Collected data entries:
>>>>
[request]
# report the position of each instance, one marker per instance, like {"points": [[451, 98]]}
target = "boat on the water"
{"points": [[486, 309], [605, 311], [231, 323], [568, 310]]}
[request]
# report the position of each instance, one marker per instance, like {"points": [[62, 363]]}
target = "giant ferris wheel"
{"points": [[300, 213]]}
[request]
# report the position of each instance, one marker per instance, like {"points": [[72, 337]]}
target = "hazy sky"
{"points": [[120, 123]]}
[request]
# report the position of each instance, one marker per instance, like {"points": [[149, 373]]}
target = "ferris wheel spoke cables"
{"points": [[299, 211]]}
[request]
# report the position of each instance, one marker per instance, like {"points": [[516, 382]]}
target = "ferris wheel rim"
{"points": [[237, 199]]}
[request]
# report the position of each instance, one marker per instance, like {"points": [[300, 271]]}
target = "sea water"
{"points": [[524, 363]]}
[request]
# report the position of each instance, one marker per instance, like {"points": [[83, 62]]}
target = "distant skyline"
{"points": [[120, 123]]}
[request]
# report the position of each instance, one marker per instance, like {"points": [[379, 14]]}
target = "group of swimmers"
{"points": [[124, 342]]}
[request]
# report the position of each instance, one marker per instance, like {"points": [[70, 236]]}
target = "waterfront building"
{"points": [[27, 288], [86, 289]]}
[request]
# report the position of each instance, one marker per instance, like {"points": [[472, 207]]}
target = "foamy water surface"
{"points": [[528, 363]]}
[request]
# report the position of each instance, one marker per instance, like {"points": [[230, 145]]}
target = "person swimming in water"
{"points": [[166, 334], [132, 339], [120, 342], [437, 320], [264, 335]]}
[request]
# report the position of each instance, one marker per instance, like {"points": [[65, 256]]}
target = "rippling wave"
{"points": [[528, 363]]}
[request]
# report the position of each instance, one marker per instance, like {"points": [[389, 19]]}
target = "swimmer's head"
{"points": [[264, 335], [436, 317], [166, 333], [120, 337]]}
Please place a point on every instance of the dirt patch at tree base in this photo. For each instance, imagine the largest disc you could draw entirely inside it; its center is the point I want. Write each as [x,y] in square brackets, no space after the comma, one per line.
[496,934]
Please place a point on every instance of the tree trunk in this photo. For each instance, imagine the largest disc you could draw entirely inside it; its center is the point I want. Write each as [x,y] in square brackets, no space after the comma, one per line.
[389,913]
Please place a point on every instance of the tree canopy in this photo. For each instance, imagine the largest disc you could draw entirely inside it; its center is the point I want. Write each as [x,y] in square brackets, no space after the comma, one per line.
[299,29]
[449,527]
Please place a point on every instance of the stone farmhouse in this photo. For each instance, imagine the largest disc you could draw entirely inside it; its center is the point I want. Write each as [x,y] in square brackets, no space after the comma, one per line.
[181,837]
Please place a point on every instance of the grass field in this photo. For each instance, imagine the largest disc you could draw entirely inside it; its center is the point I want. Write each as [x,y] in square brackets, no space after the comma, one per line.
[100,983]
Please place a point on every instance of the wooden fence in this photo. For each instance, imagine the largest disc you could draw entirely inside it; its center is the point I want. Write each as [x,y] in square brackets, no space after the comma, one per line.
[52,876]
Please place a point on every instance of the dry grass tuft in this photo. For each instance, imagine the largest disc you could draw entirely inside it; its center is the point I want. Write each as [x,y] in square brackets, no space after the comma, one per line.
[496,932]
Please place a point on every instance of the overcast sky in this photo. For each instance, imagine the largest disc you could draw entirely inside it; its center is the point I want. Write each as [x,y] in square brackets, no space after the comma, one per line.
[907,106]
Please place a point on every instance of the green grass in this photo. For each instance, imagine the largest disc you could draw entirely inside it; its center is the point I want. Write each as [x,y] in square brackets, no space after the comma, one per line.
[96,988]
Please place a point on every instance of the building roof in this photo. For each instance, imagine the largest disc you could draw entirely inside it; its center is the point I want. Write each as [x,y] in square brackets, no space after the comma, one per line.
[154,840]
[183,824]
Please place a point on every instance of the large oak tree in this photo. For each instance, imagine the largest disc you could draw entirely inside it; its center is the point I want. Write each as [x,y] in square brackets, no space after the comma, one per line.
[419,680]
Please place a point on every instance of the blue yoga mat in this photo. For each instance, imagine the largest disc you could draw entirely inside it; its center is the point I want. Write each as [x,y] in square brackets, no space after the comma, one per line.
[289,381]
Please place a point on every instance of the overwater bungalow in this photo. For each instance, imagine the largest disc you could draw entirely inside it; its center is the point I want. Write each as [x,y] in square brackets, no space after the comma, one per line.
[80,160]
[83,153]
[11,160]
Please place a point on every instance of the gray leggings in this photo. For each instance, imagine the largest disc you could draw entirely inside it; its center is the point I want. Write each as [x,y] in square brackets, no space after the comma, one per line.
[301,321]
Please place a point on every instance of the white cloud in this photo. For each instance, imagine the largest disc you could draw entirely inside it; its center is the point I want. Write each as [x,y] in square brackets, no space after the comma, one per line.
<<<<
**Problem statement:**
Please retype all of the records above exactly as they are.

**Completed task:**
[request]
# report the position of each instance, one marker per instance, like {"points": [[451, 98]]}
target = "boat on the water"
{"points": [[486, 309], [605, 311], [231, 323], [568, 310]]}
[request]
# report the position of each instance, one marker per instance, like {"points": [[62, 363]]}
target = "giant ferris wheel"
{"points": [[300, 213]]}
[request]
# report the position of each instance, one marker per instance, like {"points": [[72, 337]]}
target = "hazy sky"
{"points": [[120, 123]]}
[request]
# report the position of each instance, one marker per instance, like {"points": [[149, 373]]}
target = "ferris wheel spoke cables"
{"points": [[299, 211]]}
[request]
# report the position of each instance, one marker per instance, like {"points": [[516, 382]]}
target = "ferris wheel rim"
{"points": [[237, 199]]}
[request]
# report the position of each instance, one marker per instance, like {"points": [[300, 271]]}
target = "sea water"
{"points": [[524, 363]]}
[request]
# report the position of each instance, one marker per instance, like {"points": [[83, 62]]}
target = "distant skyline"
{"points": [[120, 123]]}
[request]
# report the position of each instance, one marker per instance, like {"points": [[379, 14]]}
target = "group of swimmers"
{"points": [[124, 342]]}
[request]
# report the position of each instance, one marker per instance, like {"points": [[70, 236]]}
target = "waterfront building"
{"points": [[27, 288], [86, 289]]}
[request]
# report the position of each instance, one marker per instance, like {"points": [[472, 207]]}
target = "foamy water surface"
{"points": [[528, 363]]}
[request]
# report the position of each instance, one marker per instance, like {"points": [[230, 145]]}
target = "person swimming in water"
{"points": [[166, 334], [132, 339], [120, 342], [437, 320], [264, 335]]}
[request]
# report the position of each instance, one marker per instance, like {"points": [[65, 256]]}
target = "rippling wave"
{"points": [[528, 363]]}
[request]
# report the position of each instance, one marker per instance, like {"points": [[389, 19]]}
target = "swimmer's head"
{"points": [[264, 335], [436, 317], [166, 333], [120, 337]]}
Please place a point on every instance of the dirt patch at tree base in this photo. For each instance, imagine the largest disc you could draw entirely inside it; its center is the point I want. Write each as [x,y] in square brackets, no space after the comma, one per line.
[496,934]
Please place a point on every instance of the tree trunk in this photo. For each instance, imagine the largest disc you could draw entirely inside it; its center is the point I want. Write each as [x,y] in square brackets, no space after the comma, one per line.
[389,913]
Please place a point on every instance of the tree canopy in this photo. For each instance, imagine the largest disc you could draw entirely inside it; its center is the point I want. Write each as [x,y] in square brackets, no space after the comma, one per line.
[299,29]
[449,527]
Please place a point on every instance of the stone farmhouse in this photo. For each instance, imagine the largest disc you could draw entirely inside it; its center is the point I want. Write each as [x,y] in square brackets, no space after the comma, one per line.
[181,837]
Please place a point on every instance of the grass field in this photo. For each instance, imagine the largest disc you could draw entirely inside it; its center is the point I want. Write each as [x,y] in square brackets, no space after the comma, one per line.
[100,983]
Please place a point on every instance of the wooden fence in this photo. For each instance, imagine the largest disc you could draw entirely inside it; its center is the point I want. Write each as [x,y] in square brackets, no space after the comma, one per line.
[52,876]
Please place a point on every instance of the dry grass tuft in this photo. For each instance, imagine the largest disc you could draw entirely inside it; its center is the point I want. Write each as [x,y] in square brackets, no space after the comma, one per line.
[496,932]
Please place a point on every instance of the overcast sky in this photo. For each instance, imagine the largest disc you could draw entirely inside it; its center is the point I want. Write each as [x,y] in square brackets, no space after the comma, one per line.
[907,106]
Please place a point on every instance of the green grass in this photo. For each instance, imagine the largest disc you could draw entirely inside it; its center is the point I want. Write each as [x,y] in square brackets, no space after the comma, one per line.
[96,988]
Please place a point on every instance of the building roof in this photo. For each instance, imagine the largest disc you could draw entirely inside it; its center is the point I want. Write each as [x,y] in square brackets, no space after the comma, one per line.
[154,840]
[183,824]
Please place a point on every instance of the large oak tree in this photo. For each instance, imagine the largest disc you could draw entirely inside it; its center is the point I want. Write each as [x,y] in square brackets, no space after the comma, one per line.
[419,680]
Please place a point on every instance of the blue yoga mat in this photo. For each instance, imagine the largest disc you could draw entirely inside it; its center is the point I want. Write each as [x,y] in square brackets, no space after the comma, one per line.
[289,381]
Please place a point on every instance of the overwater bungalow in this photo. For each instance, imagine the largest disc you could draw entirely inside it; its center is the point I want. Write each as [x,y] in square brackets, no space after the comma, one per line.
[80,160]
[83,153]
[11,160]
Please place a point on every instance of the gray leggings in this photo. For each instance, imagine the largest disc you could draw entirely inside it; its center is the point I want. Write each as [x,y] in square brackets, no space after the comma, one per line.
[301,321]
Please place a point on every instance of the white cloud in this photo. For each instance, imagine the largest disc you could draw entirely inside it; its center is the point I want. Write each as [x,y] in square brackets, no space after the comma, one per line.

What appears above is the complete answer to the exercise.